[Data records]
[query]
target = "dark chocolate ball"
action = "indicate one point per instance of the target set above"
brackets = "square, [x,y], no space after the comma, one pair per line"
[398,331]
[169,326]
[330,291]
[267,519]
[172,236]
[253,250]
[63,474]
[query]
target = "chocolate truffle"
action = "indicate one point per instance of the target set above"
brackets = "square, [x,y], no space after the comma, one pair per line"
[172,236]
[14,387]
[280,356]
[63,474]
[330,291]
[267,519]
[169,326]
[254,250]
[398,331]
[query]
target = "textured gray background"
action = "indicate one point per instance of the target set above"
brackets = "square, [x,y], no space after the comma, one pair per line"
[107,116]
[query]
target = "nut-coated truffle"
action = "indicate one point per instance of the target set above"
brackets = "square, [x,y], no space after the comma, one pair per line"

* * *

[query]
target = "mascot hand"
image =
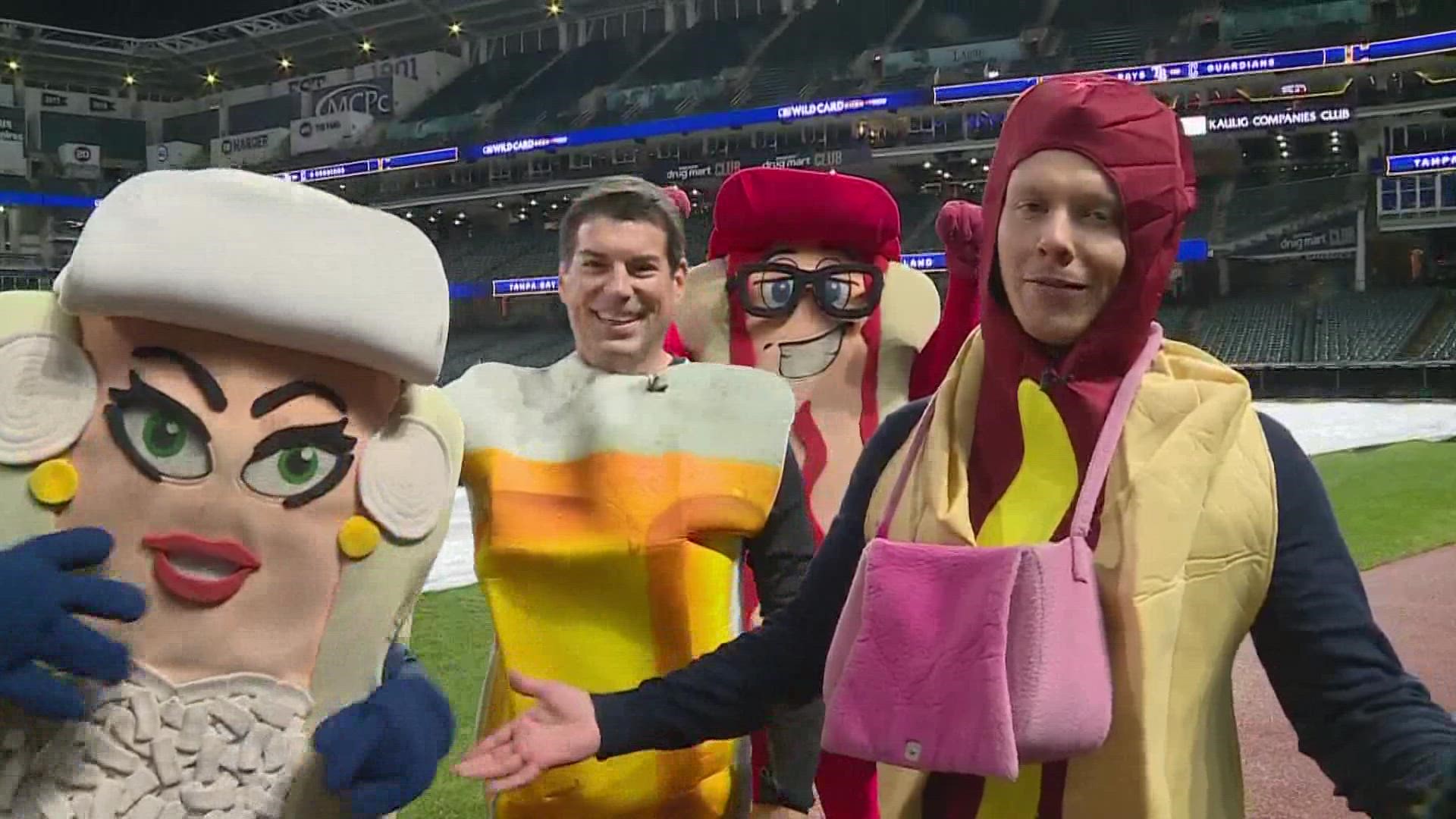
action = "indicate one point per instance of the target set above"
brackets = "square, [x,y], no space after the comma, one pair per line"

**PROBLEM TO WORK ON:** Return every line of the material above that contains the string "truffle", treating uppercase and lowercase letters as distinct.

**TASK OUTPUT:**
target = "chocolate truffle"
target = "nut-coated truffle"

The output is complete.